(Extracted records)
-----
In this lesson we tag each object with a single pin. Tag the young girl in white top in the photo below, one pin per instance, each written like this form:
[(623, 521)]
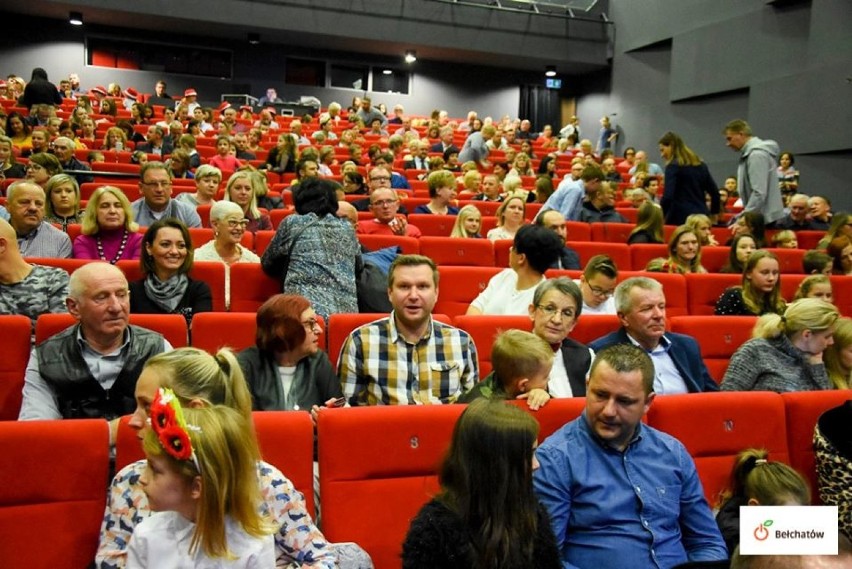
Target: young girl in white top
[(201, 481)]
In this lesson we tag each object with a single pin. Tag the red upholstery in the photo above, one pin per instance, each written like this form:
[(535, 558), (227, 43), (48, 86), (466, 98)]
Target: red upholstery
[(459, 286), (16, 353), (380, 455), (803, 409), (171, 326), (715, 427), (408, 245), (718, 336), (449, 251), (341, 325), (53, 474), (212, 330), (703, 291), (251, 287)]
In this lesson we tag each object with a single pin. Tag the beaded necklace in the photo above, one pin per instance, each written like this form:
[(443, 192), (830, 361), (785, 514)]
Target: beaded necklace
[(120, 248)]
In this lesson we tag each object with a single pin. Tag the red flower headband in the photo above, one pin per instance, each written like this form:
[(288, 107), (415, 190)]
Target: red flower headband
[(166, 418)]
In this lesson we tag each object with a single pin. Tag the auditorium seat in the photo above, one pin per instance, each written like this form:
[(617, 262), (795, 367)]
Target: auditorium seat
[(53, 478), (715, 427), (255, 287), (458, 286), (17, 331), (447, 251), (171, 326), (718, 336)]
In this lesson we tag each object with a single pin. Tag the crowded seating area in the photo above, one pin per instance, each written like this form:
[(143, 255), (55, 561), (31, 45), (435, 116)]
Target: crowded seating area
-----
*What you need to do*.
Reproduce every one of the records above word for word, leaving out the pictures.

*Worked solution*.
In this lesson we tag each object with a single pin. Tag the young girl in white top in the photo below, one pin per instance, each written like this form:
[(623, 521)]
Target: young girl in white top
[(201, 481)]
In this lesson we tag each object with a single pin. Tag the red upholstery in the photo above, one pin per instance, each written like this form:
[(535, 558), (227, 43), (48, 86), (466, 98)]
Target: red upholstery
[(459, 286), (16, 353), (380, 455), (803, 409), (171, 326), (715, 427), (408, 245), (718, 336), (449, 251), (341, 325), (53, 474), (212, 330), (703, 291), (251, 287)]
In this lesson we tag each object with a single pin. Tag the beaded necklace in the photo above, one pin per instance, each written like this form:
[(443, 192), (830, 361), (785, 514)]
Target: beaded necklace
[(120, 248)]
In this lesson we tag each object with a single pin. Tag the red flower headband in the photo above, one pin per instance, each written like this form:
[(288, 107), (415, 190)]
Target: red flower headband
[(166, 418)]
In this lesson we tag each object with a single pin. Tag the auditorium seat in the photo above, one pin per instance, each written like this form:
[(617, 262), (795, 367)]
Target: auditorium seat
[(53, 478), (715, 427), (255, 287), (458, 286), (17, 331), (447, 251), (171, 326), (718, 336)]
In this lesson we tag each object with a single pin. Tag the crowded seating area in the photo above, one pin per instance, each written like this form:
[(143, 255), (55, 561), (31, 45), (435, 116)]
Target: crowded seating area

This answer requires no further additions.